Excerpts of location labeling data:

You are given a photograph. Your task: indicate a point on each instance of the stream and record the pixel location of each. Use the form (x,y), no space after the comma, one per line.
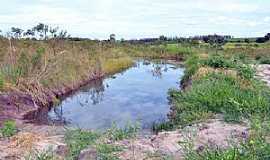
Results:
(137,95)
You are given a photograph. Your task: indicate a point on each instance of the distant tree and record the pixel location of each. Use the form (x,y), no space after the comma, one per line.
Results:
(112,38)
(53,31)
(16,32)
(63,35)
(263,39)
(29,33)
(247,40)
(162,38)
(267,37)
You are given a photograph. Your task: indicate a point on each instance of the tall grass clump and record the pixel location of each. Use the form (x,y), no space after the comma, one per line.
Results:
(217,93)
(192,65)
(1,81)
(9,129)
(218,61)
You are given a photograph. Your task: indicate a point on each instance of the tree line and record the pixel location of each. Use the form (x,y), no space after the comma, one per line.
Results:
(39,32)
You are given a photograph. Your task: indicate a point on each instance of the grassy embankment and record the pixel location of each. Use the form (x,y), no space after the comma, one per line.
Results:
(224,84)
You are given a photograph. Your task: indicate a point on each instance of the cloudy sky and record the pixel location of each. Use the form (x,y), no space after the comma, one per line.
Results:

## What you will do
Copy out the data from the line containing "of the grassy" through the end, including the requests, and increase every coordinate number in the answers by 54.

## Answer to the problem
You are given a photograph. Your task: indicate a point on each instance of the grassy embankment and record the pixel location of each. Use the form (x,y), no space after the comma, one per line.
Results:
(278,138)
You are given a photograph. Your task: indicate a point on each instance of the cloudy sky and record the pixel location of each. Use the form (x,y), no space after the comma, one per line.
Results:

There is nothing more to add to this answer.